What the task asks: From the first line to the last, retype everything below exactly, minus the pictures.

Data to process:
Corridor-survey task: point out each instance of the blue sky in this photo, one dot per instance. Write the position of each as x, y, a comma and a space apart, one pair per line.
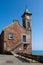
13, 9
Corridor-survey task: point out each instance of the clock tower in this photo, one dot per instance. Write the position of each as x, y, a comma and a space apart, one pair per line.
26, 17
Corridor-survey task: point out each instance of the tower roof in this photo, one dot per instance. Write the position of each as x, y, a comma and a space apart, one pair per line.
26, 12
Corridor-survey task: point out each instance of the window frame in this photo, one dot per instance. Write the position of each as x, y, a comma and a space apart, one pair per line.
22, 39
11, 36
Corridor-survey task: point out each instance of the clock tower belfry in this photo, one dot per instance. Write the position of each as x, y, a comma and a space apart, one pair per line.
26, 18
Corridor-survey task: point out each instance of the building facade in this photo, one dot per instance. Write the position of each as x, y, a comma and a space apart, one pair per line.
17, 38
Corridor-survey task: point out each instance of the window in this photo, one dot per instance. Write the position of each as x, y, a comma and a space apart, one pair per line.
10, 36
28, 24
24, 38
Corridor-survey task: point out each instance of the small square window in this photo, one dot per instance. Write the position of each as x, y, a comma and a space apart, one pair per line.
24, 38
10, 36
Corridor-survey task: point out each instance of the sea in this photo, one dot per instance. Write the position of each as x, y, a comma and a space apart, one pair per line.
37, 52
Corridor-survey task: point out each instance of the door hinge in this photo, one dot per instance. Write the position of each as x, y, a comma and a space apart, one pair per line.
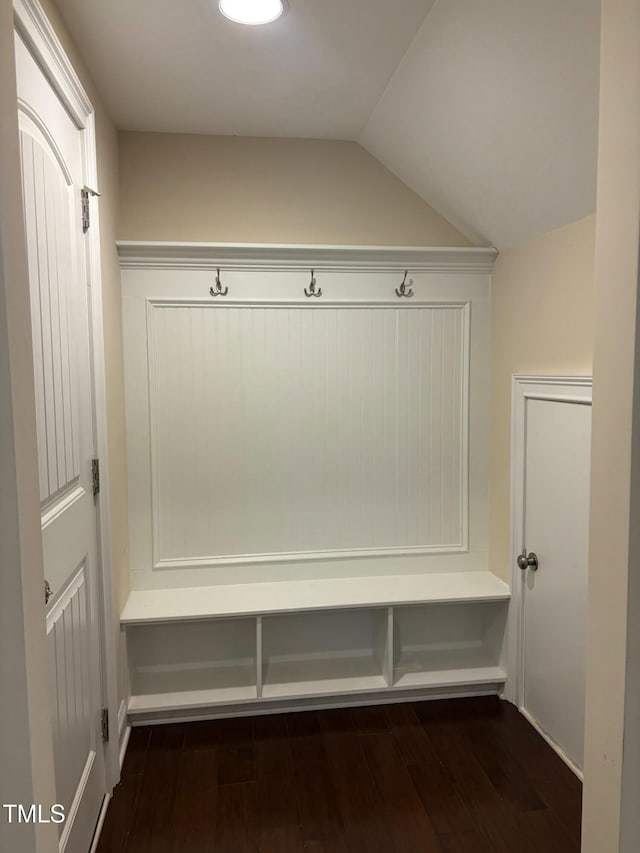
95, 476
104, 724
85, 194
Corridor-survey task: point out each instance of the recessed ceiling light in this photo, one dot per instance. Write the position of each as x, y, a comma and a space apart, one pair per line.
252, 12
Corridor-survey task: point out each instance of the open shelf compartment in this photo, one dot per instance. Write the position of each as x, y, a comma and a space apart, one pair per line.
192, 664
325, 653
448, 644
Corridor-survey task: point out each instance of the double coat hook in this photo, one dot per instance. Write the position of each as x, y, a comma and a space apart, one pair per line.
404, 290
312, 287
219, 291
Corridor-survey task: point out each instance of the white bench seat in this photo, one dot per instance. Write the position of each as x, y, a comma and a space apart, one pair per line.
212, 602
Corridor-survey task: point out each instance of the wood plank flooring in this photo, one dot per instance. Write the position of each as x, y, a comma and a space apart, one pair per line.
455, 776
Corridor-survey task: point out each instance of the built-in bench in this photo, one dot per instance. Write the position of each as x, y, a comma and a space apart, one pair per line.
217, 650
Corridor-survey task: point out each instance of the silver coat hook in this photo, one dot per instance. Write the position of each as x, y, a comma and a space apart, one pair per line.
404, 290
312, 288
219, 291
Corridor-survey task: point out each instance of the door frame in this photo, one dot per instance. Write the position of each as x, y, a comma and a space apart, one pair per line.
31, 22
524, 387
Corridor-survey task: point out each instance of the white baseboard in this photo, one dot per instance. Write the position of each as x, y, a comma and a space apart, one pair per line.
554, 746
318, 703
100, 824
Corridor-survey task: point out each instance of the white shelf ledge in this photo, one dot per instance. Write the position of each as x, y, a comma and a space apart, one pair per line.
452, 677
215, 602
186, 699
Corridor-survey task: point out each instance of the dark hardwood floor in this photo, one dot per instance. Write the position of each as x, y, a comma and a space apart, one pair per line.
455, 776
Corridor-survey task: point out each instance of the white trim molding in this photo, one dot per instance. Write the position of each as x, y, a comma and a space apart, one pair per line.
34, 27
164, 255
574, 390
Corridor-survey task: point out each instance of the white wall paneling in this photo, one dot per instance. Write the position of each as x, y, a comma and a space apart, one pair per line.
287, 432
308, 478
268, 430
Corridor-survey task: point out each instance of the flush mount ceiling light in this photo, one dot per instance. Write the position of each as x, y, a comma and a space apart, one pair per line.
252, 12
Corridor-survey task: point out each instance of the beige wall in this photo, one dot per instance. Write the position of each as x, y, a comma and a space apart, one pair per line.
108, 184
611, 817
249, 190
542, 314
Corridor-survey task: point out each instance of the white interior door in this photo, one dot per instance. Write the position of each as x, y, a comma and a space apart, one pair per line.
557, 430
52, 175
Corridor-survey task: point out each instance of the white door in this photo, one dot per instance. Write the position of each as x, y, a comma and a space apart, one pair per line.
52, 177
557, 442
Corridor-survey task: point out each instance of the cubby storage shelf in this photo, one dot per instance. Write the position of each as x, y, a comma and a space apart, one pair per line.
205, 650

Task output:
Corridor-survey task: point out each instance of the blue sky in this photo, one dot per instance. Write the position of each as x, y, a comma and a space apart, one pair per line.
13, 9
Corridor-survey task: point out each instance of the clock tower in this photo, one dot per instance. Write the position of each as x, y, a comma and a space apart, one pair per line.
26, 17
Corridor-survey task: point out each instance of the tower roof in this photo, one dot per instance. Write the position of each as x, y, a comma and a space apart, one pair per line.
26, 12
Corridor-survey task: point out each instance of the window frame in this photo, one dot per instance. Write the position of each as x, y, a comma and a space apart, one pair per line.
22, 39
11, 36
Corridor-survey task: point out each instance of the clock tower belfry in this photo, one dot per instance. Write the position of each as x, y, a comma and a space apart, one pair per line.
26, 18
Corridor-survey task: point out each instance of the building facade in this photo, one dot per instance. Write the position of each as x, y, a comma and a space apart, one pair per line.
17, 38
Corridor-survey task: point out each instance of the window in this photo, one dot per instance. Write the position of each as x, y, a comma and a space apart, one pair per line.
10, 36
28, 24
24, 38
Corridor-survey task: point out each instance of the small square window in this photo, one dot per instance. Write the position of each as x, y, a comma and a space apart, one pair per line.
24, 38
10, 36
Corridor-survey task: point out each instance of the sea in this photo, one dot per instance. Write the position of each as x, y, a comma and a space apart, one pair per line.
37, 52
Corridor-survey task: point out each instance of the door hinge in this photo, one dot per instance. Write the position of each as x, y, a comma and a space apart, one pair per line.
95, 476
104, 724
85, 194
Corridor-survey task: point out each instance of the recessed ceiling light in this photo, one dot per instance. Write the position of each as x, y, a comma and a space apart, one pair per line.
252, 12
Corridor-survey task: point out each instance of the open shelf compartment in this photo, one dot per instance. Write the position of each as x, y, a comma and a space apart, one pair per line.
192, 664
325, 653
448, 644
Corridor-survey task: point out each instance of the double coat hook in this photo, one dot per instance. Write the position of each as x, y, a comma and a space apart, one pair per line.
404, 290
312, 287
219, 291
Corridor-survey task: point out each instance of the white bench seat in this photo, one dot per instance. Write the position of each as x, y, a comma and a space apart, one pair per line.
212, 602
Corridor-survey task: point out each instance of the wood plank flooring in this photo, one dot per instance. Write the position of each as x, y, a comma and a space apart, one pair per line.
455, 776
Corridor-survey task: point out each instance of the built-in bench in this photo, one dot per instance. Write the position of each as x, y, a comma and a space apart, one pair per line.
217, 650
Corridor-survey task: point out each instance of the silver coat hook in this photo, one dot per instance. Write the position of each as x, y, a comma and a space apart, one pair per line.
404, 290
312, 288
219, 291
Corridor-survey task: point out each instance of the door frame in this photo, one dot per instance. Write the position of each as x, y, a comma and a space apart, one pair per line.
31, 22
524, 387
Corridor-survey task: point out each instance of the white baseboard in this photo, one dot per instance. Write the position of each as x, y, a comma and a space apart, one pair per line.
554, 746
318, 703
100, 824
Corridor-survey task: point out each instance of the white shelf ledge in this photo, one dot per instance. Write the position of each as x, y, a comma and a space apart, one pair per line.
452, 677
215, 602
186, 699
Corridor-survey task: point out each instance of the dark hardwood floor in this photo, one dot per instance. Write the position of each as x, y, a comma and a space apart, one pair per line.
455, 776
Corridor-survey task: point out each instance of the white trim molding in this photo, one dot per instance. Write the position of each as x, y, a comma and a space apart, one pair per line.
34, 27
164, 255
574, 390
Corridor-survey task: point out each instance of the white wall paneling in this photo, one dot per instance. Write the position of each as x, y, a comma and a space apart, one pair per line.
287, 432
308, 478
268, 430
Corridor-survey task: point out each instance of the flush mount ceiling light in this photo, one dot per instance. Write the position of each as x, y, a comma and a space apart, one pair per line.
252, 12
Corridor-survey task: point out each instance of the beige wall in this photo, one dot per instance. Write the position of each as x, y, a comma and a space apart, one pair per line.
108, 184
611, 817
249, 190
542, 314
Corridor-survey task: point out each instance of the white interior door in this photo, one dot per instance. Write the position of each as x, y, a comma and a space apart, one pair per line.
557, 430
52, 175
Corridor-survey task: point out each instance of the white door in this photo, one dot per instance. Write the position of each as x, y, a comma and a space apart, one pair per line.
52, 177
557, 442
Corridor-survey task: point out each instance of the cubby storage shelf in this photo, one dot per instance. Write the position of each as x, y, a comma and a space apart, one pair per line.
205, 650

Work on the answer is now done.